**What to produce**
Nothing in the data may be altered; restate all of it exactly.

-- Opening Marker --

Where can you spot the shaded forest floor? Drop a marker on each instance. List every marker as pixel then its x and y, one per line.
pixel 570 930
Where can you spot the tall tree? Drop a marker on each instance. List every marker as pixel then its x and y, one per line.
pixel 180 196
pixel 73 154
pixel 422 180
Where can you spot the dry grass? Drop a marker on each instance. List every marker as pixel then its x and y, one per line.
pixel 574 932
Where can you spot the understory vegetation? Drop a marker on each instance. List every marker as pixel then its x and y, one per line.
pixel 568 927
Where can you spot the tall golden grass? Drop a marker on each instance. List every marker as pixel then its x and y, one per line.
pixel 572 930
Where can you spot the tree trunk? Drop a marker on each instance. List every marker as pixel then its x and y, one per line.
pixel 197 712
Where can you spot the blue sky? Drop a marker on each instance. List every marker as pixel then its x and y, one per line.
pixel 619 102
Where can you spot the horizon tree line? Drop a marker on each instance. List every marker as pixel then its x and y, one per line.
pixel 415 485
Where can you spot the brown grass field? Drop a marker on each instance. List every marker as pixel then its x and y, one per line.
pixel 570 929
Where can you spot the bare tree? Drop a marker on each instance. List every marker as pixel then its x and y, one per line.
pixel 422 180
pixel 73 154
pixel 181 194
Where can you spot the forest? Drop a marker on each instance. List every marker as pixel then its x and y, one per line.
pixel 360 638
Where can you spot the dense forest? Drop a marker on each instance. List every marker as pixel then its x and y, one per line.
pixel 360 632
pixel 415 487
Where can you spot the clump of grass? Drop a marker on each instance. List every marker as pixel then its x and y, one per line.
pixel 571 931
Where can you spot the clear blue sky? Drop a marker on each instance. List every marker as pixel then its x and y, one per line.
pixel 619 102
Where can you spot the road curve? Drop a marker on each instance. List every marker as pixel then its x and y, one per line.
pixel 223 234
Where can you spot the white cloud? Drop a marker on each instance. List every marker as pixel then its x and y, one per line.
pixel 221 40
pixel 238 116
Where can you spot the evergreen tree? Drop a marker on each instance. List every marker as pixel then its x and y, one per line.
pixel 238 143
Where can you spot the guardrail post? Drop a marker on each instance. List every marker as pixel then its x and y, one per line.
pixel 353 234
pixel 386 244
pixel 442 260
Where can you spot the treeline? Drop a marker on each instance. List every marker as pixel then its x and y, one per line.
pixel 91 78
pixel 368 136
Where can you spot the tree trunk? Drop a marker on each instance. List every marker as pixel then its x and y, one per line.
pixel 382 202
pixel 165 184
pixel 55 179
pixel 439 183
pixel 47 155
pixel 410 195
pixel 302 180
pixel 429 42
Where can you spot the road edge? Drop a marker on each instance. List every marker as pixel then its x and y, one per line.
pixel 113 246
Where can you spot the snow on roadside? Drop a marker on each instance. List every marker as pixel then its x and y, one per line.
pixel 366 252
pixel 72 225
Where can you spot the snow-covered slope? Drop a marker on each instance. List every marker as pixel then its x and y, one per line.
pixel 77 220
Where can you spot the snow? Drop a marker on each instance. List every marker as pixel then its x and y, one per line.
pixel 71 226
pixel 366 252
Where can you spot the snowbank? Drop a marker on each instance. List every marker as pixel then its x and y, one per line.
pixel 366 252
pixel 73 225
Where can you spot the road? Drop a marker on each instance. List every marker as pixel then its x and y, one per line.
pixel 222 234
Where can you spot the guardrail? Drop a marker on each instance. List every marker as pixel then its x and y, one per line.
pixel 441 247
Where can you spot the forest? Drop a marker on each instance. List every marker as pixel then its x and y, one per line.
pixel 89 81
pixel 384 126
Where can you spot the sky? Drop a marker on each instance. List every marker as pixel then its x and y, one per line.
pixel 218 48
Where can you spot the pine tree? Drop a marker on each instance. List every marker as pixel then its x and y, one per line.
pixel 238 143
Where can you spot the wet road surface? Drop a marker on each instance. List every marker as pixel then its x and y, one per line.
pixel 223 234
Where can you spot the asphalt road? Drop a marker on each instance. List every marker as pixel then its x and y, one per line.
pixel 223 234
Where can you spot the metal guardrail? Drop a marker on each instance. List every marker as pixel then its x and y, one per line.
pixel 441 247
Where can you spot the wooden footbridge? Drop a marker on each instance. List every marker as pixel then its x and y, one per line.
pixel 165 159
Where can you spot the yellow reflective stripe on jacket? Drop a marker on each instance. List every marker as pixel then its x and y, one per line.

-- Closing Marker --

**Exercise solution**
Where can you spot the shaded forest floor? Drop a marker on each instance. List every marker as pixel then its x and y, one per line.
pixel 570 930
Where can you spot the tall tree? Drop a marker on each instance. List every marker as pixel then its x and y, one per line.
pixel 180 196
pixel 73 154
pixel 422 180
Where can you spot the dry grass? Drop a marker on each instance. List every marker as pixel then its x and y, one per line.
pixel 574 932
Where can you spot the understory vegetation? Drop a marker on each instance. List every marker as pixel then its x and y, one per line.
pixel 568 927
Where can you spot the tall golden grass? Drop a marker on each instance. List every marker as pixel then its x and y, one per line.
pixel 572 930
Where can you spot the tree trunk? Drop a marker on each instance. List every marker as pixel then its x and y, one per line.
pixel 197 712
Where can you spot the blue sky? Drop a marker on each instance. List every marker as pixel then its x and y, one per line.
pixel 619 102
Where can you spot the horizon tree line? Drop a marker on each instance. List every marker as pixel then its x and y, one per line.
pixel 415 485
Where can you spot the brown grass field? Drop a marker on each instance. List every marker as pixel then its x and y, one per line.
pixel 570 929
Where can you spot the bare tree? Drop a marker on each instance. List every marker as pixel then its x and y, one per line.
pixel 422 180
pixel 73 154
pixel 181 194
Where can you spot the forest? Drop a marker on each instance. List every marker as pixel then its x and y, one per line.
pixel 360 638
Where can you spot the dense forest? Drop a marker on each instance. List every marker as pixel then its x and y, one per line.
pixel 360 632
pixel 415 487
Where can you spot the clump of grass? Drop a marker on each instance. List every marker as pixel then its x and y, one per line.
pixel 571 931
Where can you spot the clear blue sky? Drop a marker on each instance. List every marker as pixel then its x and y, one per line.
pixel 619 102
Where can you spot the road curve? Drop a marker on each instance. List every marker as pixel then its x and y, one per line.
pixel 223 234
Where can you spot the white cloud? Drop a marker on each instance. List every marker as pixel then its x and y, one per line.
pixel 221 40
pixel 238 116
Where can you spot the evergreen tree? Drop a marker on each instance. List every marker as pixel then its x and y, one per line.
pixel 238 143
Where can you spot the guardrail post? Drop a marker on each instance. List every marker as pixel then its x and y, one per line.
pixel 353 234
pixel 386 244
pixel 442 260
Where can you spot the treeline? Drop a marker on each instance. List every marker as pixel then its x and y, one per line.
pixel 91 78
pixel 368 136
Where can you spot the tree trunk? Drop a marker on each instance. List every marker as pixel then its x and y, one per line.
pixel 382 202
pixel 165 184
pixel 55 179
pixel 439 183
pixel 47 155
pixel 410 195
pixel 302 180
pixel 429 42
Where can you spot the road edge? Drop a marker on each instance. List every marker as pixel then its x and y, one per line.
pixel 113 246
Where can you spot the snow on roadside? Drop a marker on each instance. List every marker as pixel then its x and y, one per line.
pixel 366 252
pixel 72 225
Where can you spot the snow-covered slope? Drop a marker on each instance. List every marker as pixel then its x and y, one per line.
pixel 77 220
Where can you spot the snow? Drop a marker on each instance. List every marker as pixel then its x and y, one per line.
pixel 71 226
pixel 366 252
Where can you spot the snowbank? Drop a marker on each instance. List every marker as pixel then its x and y, one per line.
pixel 366 252
pixel 73 225
Where can you spot the road? Drop a marker on each instance. List every marker as pixel then its x and y, one per line.
pixel 222 234
Where can you spot the guardrail? Drop a marker on each instance. List every marker as pixel then its x and y, one per line.
pixel 441 247
Where can you spot the forest? Drop a marker on each instance. List every marker as pixel then its x and y, one per line.
pixel 89 81
pixel 384 126
Where can you spot the sky? Drop a marker on each instance. List every marker as pixel then its x and y, one per line.
pixel 218 48
Where can you spot the pine tree? Drop a marker on each instance. List every marker as pixel then its x and y, one per line.
pixel 238 143
Where can you spot the wet road surface? Drop a marker on each instance. List every marker as pixel then its x and y, one per line.
pixel 223 234
Where can you spot the asphalt road? Drop a marker on each instance. List every marker as pixel then its x and y, one per line.
pixel 223 234
Where can you spot the metal guardrail? Drop a marker on each instance. List every marker as pixel then its x and y, one per line.
pixel 441 247
Where can you spot the wooden footbridge? Drop a marker on each instance. List every marker as pixel then its x and y, one per line.
pixel 165 159
Where can you spot the yellow reflective stripe on jacket? Drop a marker on each instance. List every marker as pixel then its x and y, one per line.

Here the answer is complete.